• **Exercise**:
Determine how many lines below contain the word "array", then write that number by itself.

• **Source data**:
┄┄┄┄┄┄┄┄┄┄

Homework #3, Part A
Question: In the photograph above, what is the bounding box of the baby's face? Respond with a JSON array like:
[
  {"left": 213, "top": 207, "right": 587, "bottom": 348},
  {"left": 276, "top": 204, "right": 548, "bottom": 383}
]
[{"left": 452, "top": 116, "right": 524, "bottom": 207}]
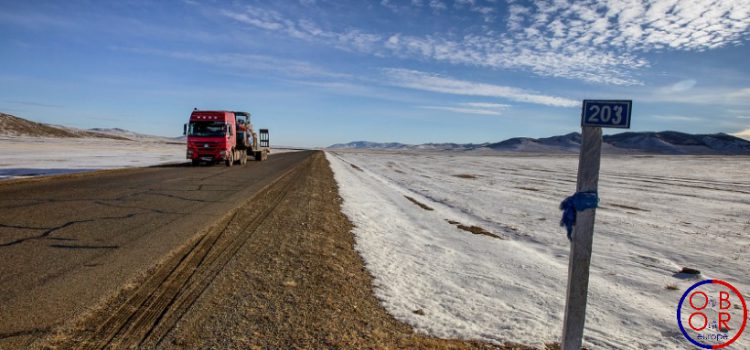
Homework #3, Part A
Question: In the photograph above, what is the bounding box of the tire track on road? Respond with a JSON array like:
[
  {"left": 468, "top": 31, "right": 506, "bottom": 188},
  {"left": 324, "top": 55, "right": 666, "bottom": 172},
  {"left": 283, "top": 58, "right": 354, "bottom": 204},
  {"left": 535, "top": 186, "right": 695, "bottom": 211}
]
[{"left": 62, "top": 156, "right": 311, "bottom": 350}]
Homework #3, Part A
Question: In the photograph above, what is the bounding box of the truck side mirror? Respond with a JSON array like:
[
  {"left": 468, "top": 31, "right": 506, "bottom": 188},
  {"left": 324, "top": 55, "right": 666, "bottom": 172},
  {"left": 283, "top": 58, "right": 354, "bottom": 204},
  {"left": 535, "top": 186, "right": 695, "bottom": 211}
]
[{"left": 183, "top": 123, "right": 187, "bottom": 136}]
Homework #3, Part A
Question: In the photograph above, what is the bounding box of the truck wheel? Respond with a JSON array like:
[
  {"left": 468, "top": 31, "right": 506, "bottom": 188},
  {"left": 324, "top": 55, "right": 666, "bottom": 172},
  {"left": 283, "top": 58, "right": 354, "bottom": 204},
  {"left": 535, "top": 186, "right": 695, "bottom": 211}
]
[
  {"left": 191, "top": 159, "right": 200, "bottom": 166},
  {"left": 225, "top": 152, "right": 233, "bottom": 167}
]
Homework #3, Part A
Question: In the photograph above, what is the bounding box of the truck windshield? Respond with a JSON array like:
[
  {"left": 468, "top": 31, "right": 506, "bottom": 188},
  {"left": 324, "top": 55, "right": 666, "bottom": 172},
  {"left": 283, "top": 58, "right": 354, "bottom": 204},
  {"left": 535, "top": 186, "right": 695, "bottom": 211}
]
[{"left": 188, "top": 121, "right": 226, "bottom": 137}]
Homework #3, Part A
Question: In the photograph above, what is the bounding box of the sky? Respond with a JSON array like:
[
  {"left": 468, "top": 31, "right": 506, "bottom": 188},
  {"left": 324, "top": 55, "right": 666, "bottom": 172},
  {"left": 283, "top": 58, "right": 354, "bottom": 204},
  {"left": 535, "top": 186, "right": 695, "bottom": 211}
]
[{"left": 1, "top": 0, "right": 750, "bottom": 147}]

┄┄┄┄┄┄┄┄┄┄

• **Written answer**:
6